Task statement =
Lines containing the word "checkerboard" in the data below: say how many, with no other text.

::: Dataset extract

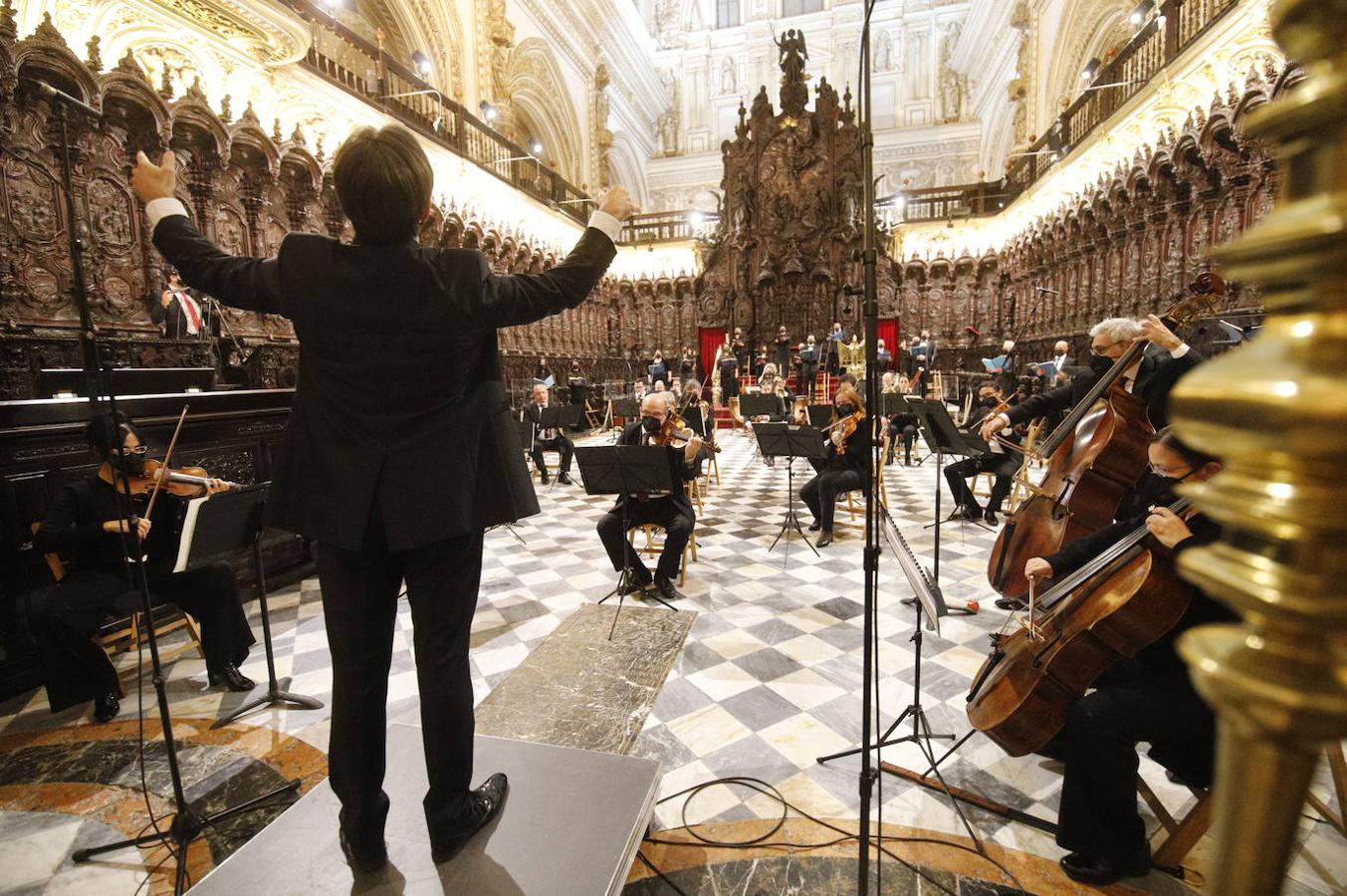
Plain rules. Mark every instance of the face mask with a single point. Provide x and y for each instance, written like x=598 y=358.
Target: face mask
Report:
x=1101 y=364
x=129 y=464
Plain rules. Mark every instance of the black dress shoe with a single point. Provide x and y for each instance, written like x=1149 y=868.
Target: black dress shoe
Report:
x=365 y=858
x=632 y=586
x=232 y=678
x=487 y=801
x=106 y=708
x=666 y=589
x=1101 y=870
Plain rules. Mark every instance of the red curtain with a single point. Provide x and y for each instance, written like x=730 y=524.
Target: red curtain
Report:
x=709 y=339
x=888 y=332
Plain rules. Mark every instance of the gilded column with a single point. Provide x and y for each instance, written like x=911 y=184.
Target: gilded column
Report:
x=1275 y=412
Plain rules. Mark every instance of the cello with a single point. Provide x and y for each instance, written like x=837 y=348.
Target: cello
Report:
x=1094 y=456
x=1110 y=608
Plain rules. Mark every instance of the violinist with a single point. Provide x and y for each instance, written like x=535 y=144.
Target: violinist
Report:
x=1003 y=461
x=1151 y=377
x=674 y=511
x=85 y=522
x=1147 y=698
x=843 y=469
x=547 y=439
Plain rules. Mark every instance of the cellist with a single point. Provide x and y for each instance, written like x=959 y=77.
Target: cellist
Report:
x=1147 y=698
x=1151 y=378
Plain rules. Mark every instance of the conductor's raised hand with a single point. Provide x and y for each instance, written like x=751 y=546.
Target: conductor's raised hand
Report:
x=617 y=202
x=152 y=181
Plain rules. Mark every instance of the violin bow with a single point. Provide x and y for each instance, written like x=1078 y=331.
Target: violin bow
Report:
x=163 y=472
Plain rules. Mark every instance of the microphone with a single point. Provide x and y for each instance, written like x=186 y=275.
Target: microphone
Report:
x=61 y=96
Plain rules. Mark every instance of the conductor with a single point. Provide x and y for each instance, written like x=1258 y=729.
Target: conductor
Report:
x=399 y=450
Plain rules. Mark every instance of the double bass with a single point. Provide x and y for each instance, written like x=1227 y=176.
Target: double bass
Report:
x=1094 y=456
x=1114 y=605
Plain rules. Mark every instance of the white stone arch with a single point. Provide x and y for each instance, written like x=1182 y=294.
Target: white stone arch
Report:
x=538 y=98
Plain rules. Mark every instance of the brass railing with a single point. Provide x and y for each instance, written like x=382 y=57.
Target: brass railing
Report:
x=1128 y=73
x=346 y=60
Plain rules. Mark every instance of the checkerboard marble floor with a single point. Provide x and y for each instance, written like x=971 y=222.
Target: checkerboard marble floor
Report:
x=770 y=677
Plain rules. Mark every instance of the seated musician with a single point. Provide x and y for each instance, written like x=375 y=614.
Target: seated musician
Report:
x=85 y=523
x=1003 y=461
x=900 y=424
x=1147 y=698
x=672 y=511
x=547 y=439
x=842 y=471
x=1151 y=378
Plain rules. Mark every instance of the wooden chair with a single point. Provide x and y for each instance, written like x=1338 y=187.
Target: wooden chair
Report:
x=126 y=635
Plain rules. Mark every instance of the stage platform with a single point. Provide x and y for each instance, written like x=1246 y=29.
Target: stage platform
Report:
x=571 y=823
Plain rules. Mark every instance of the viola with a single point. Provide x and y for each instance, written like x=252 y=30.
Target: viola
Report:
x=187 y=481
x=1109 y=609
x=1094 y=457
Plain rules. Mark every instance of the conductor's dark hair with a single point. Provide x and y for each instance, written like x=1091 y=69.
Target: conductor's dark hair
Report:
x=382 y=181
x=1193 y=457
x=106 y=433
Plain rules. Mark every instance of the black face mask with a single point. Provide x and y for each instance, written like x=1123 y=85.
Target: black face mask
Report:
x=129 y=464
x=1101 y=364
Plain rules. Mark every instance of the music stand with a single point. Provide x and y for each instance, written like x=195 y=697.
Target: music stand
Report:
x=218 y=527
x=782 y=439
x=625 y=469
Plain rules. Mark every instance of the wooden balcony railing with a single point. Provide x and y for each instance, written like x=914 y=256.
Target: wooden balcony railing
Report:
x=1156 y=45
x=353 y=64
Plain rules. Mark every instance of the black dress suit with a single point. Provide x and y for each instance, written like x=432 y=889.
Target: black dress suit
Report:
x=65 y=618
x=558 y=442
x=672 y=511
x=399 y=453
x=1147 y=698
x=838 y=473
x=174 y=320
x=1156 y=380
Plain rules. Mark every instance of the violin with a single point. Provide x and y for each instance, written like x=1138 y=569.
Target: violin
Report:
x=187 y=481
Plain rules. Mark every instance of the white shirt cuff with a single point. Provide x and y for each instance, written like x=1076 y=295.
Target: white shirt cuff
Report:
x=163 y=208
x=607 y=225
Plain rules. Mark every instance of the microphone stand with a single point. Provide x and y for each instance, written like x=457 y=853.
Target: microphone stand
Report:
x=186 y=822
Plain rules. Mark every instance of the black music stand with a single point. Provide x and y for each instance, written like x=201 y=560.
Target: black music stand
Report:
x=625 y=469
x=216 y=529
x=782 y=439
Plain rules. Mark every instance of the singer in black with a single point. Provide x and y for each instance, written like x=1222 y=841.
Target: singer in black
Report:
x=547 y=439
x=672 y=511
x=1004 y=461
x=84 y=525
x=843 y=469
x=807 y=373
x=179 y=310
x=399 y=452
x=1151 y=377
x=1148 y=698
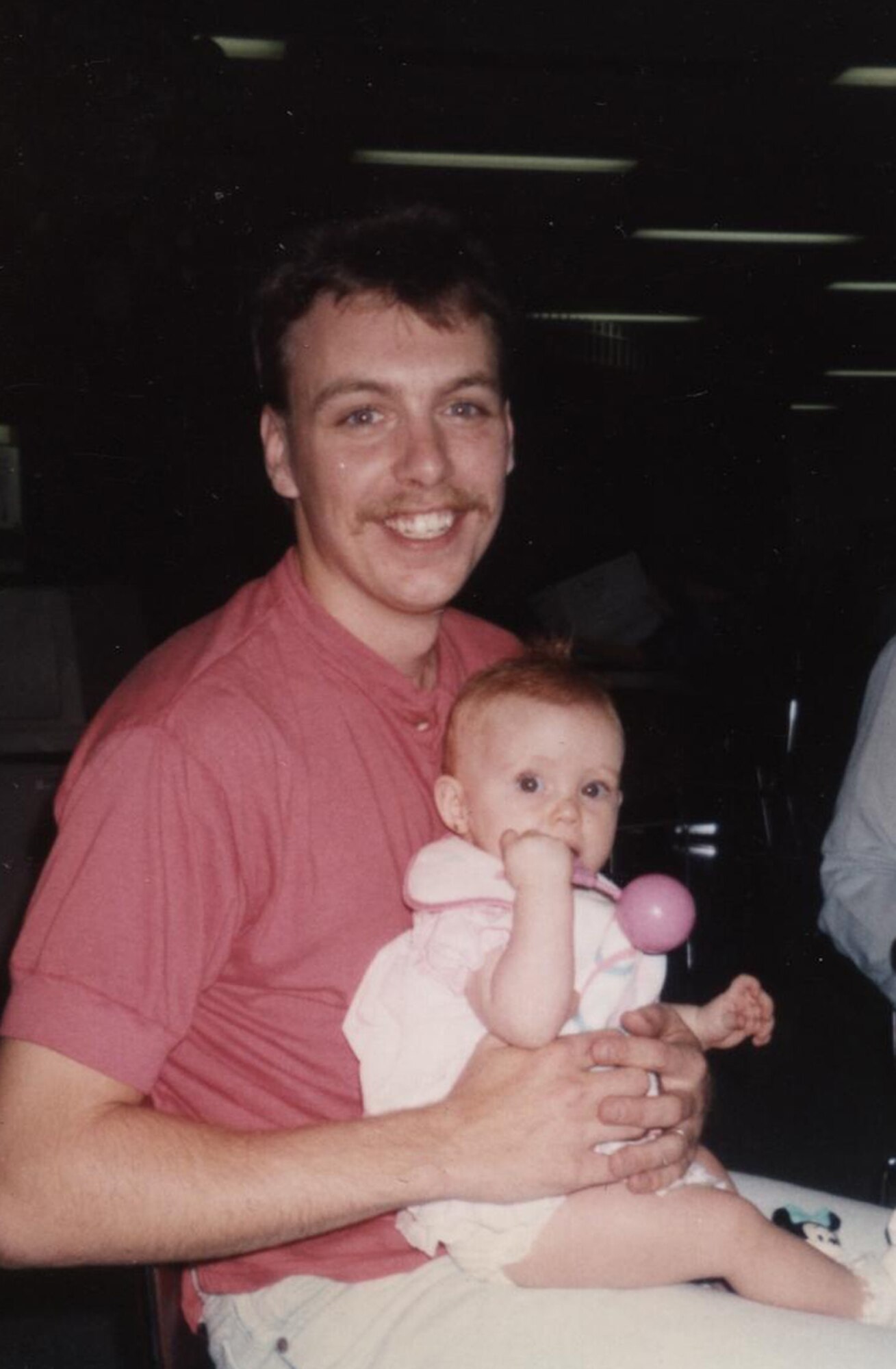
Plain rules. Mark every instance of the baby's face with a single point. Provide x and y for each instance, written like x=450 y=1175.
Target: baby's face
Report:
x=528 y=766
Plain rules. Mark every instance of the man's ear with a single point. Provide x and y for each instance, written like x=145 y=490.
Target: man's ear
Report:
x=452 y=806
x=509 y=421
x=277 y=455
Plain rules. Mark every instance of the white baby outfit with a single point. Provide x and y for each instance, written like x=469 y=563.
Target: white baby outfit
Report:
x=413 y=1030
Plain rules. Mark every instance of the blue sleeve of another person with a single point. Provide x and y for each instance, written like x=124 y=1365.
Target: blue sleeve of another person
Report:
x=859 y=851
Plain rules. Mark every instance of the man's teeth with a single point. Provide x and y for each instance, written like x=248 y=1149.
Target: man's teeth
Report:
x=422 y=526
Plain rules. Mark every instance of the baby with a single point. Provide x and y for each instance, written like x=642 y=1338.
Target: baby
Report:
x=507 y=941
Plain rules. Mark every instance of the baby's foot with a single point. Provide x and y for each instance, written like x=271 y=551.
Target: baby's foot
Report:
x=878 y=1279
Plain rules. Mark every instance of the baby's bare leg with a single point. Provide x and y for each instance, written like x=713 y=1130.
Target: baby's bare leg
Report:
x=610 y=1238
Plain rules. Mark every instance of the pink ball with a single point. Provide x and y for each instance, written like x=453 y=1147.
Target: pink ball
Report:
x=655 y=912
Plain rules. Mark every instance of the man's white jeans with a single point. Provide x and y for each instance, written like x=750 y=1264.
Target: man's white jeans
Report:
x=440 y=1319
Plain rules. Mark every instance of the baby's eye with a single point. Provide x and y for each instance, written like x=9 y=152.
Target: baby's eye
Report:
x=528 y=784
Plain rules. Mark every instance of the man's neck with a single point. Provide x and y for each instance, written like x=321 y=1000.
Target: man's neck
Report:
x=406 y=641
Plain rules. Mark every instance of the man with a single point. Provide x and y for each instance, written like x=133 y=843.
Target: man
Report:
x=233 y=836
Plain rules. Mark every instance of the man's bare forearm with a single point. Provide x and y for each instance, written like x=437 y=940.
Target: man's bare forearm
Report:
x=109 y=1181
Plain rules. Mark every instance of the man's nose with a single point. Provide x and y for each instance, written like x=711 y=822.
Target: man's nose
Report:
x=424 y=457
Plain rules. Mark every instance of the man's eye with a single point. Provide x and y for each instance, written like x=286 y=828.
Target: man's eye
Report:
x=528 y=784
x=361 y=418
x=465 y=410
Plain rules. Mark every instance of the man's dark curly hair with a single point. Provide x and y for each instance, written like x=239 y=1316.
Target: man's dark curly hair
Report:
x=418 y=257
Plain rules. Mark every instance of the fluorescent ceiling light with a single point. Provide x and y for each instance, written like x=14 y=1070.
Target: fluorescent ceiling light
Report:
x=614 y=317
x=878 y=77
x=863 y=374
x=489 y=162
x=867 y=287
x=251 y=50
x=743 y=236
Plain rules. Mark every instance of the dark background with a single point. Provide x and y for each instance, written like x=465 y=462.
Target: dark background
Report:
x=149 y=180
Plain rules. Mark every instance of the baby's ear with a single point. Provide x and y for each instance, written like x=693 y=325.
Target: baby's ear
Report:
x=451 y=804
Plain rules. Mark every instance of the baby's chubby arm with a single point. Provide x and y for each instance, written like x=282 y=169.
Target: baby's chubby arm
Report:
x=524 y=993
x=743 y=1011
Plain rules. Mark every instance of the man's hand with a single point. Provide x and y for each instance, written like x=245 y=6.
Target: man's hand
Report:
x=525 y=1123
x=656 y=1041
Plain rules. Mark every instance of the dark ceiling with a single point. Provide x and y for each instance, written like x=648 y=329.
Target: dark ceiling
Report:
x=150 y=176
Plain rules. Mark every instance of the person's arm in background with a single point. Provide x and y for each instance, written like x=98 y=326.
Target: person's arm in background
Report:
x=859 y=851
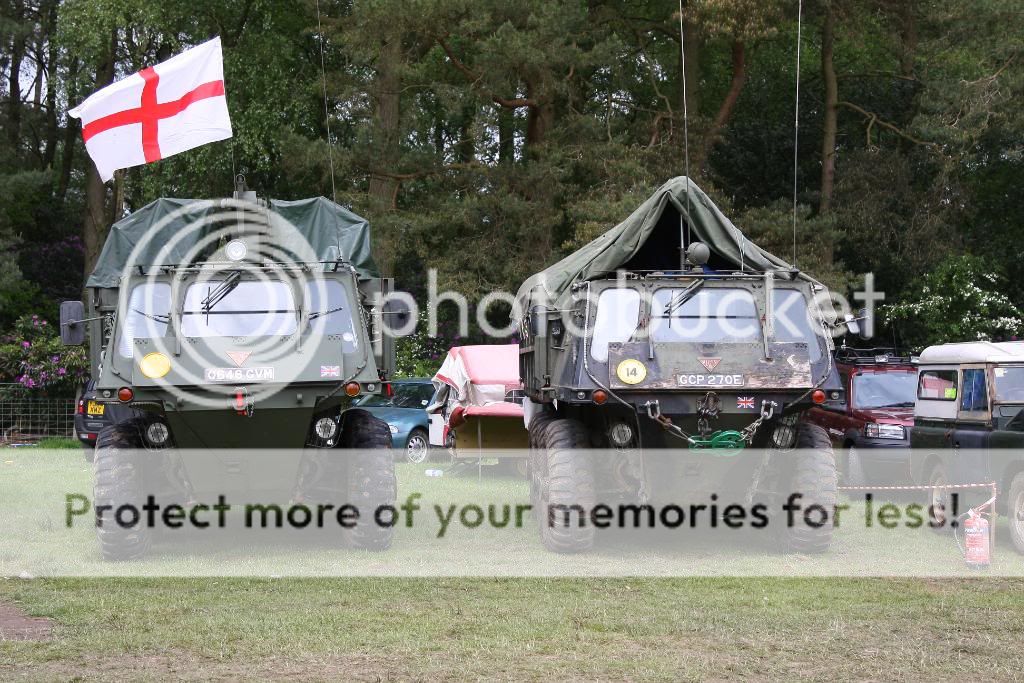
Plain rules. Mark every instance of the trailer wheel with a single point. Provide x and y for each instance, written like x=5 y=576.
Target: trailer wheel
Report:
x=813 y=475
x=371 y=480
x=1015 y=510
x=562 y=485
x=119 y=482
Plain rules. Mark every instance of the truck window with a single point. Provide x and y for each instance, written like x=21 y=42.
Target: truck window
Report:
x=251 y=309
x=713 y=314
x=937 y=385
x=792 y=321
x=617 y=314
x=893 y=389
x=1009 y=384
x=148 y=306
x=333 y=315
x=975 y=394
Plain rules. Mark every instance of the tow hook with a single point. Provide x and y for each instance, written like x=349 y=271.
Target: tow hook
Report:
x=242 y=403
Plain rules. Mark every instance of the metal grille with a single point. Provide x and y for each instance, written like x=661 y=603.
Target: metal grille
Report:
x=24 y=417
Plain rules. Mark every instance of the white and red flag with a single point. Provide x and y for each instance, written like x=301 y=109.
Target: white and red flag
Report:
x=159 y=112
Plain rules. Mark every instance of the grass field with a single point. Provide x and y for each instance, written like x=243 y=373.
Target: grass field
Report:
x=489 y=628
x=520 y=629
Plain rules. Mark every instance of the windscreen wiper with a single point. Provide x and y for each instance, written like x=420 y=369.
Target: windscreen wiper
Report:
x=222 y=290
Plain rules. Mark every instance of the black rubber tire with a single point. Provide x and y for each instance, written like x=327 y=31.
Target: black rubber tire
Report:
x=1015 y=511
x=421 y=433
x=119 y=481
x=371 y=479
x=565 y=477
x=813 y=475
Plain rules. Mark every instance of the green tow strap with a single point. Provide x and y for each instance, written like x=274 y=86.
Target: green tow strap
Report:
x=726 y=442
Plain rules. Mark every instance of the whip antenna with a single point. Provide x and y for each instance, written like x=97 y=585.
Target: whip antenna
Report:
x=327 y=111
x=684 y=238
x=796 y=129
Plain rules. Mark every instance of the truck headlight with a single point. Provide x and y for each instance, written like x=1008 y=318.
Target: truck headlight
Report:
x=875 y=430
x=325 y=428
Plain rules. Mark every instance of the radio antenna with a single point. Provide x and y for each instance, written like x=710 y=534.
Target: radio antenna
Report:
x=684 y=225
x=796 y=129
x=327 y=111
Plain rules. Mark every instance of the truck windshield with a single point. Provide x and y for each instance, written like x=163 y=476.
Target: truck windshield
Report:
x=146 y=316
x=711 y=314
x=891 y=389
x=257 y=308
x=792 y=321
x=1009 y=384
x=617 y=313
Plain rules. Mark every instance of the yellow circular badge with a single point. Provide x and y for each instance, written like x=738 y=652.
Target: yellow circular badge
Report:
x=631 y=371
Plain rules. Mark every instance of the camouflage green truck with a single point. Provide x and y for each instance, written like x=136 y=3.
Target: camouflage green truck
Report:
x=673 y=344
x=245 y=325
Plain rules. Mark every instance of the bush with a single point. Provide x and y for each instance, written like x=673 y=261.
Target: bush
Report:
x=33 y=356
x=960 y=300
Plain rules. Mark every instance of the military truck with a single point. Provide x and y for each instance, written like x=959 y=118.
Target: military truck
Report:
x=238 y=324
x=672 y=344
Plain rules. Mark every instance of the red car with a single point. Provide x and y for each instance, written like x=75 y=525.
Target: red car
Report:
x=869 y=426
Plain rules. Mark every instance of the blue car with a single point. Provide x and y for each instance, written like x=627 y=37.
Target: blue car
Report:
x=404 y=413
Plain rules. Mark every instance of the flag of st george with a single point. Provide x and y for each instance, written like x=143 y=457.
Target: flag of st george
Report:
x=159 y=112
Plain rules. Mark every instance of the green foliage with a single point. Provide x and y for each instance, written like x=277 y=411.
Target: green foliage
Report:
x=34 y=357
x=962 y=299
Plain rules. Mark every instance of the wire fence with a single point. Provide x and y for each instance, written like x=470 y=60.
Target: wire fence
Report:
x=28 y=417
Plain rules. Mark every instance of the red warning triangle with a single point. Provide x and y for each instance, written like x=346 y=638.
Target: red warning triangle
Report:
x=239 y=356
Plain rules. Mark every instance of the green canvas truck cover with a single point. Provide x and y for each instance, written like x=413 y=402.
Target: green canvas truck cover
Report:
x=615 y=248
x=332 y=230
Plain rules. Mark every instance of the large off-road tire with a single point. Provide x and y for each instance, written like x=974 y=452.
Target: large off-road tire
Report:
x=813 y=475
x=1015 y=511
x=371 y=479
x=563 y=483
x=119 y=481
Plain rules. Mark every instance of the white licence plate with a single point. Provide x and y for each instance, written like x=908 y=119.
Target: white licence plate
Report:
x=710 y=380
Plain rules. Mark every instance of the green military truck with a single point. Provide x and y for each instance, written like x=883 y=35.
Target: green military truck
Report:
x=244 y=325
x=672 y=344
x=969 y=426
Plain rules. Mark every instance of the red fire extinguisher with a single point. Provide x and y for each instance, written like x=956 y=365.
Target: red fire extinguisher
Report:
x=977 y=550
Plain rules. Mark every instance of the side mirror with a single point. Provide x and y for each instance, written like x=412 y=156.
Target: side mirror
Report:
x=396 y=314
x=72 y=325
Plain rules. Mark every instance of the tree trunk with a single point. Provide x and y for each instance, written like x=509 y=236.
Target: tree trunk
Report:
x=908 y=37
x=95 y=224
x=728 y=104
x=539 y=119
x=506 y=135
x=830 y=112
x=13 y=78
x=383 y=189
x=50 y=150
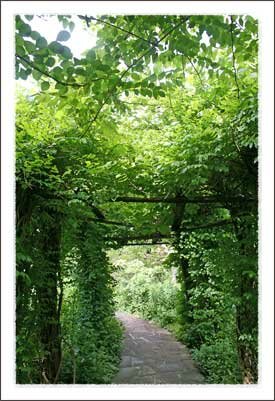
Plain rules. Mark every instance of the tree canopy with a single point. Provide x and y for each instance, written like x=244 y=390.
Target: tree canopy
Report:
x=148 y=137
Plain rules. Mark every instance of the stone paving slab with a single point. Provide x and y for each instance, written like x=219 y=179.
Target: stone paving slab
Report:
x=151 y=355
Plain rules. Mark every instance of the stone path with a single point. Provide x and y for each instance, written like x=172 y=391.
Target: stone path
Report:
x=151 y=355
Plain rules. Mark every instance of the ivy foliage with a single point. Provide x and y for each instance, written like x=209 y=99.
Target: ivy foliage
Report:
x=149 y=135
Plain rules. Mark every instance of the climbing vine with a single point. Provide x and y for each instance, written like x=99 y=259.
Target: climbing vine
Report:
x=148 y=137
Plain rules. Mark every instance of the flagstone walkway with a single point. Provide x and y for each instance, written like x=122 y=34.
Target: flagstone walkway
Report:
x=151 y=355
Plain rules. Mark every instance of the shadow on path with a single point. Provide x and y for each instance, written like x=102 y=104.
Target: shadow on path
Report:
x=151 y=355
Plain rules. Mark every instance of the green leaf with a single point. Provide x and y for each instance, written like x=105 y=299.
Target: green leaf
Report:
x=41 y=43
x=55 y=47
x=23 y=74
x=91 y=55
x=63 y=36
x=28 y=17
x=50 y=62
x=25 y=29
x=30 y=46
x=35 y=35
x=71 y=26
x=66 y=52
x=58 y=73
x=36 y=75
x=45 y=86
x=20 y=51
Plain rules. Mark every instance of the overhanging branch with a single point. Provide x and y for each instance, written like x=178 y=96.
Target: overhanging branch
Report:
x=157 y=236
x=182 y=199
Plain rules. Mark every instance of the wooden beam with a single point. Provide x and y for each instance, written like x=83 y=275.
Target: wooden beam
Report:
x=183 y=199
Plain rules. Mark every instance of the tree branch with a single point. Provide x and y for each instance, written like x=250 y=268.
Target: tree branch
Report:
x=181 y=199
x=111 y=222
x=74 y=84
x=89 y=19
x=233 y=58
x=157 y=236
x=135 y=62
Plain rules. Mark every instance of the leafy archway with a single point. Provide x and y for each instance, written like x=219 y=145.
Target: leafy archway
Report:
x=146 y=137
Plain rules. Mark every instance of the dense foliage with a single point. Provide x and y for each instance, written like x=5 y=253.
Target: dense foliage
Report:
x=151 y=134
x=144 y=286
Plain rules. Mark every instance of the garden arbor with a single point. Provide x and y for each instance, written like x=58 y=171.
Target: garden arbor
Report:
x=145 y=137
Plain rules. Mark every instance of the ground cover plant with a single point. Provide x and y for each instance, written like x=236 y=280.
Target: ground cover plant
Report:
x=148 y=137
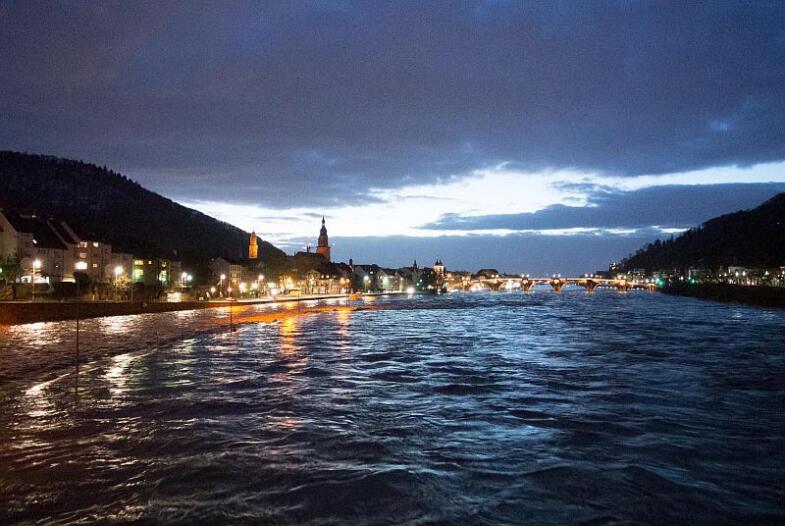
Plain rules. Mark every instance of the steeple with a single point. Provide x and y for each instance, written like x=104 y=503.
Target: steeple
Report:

::::::

Written solution =
2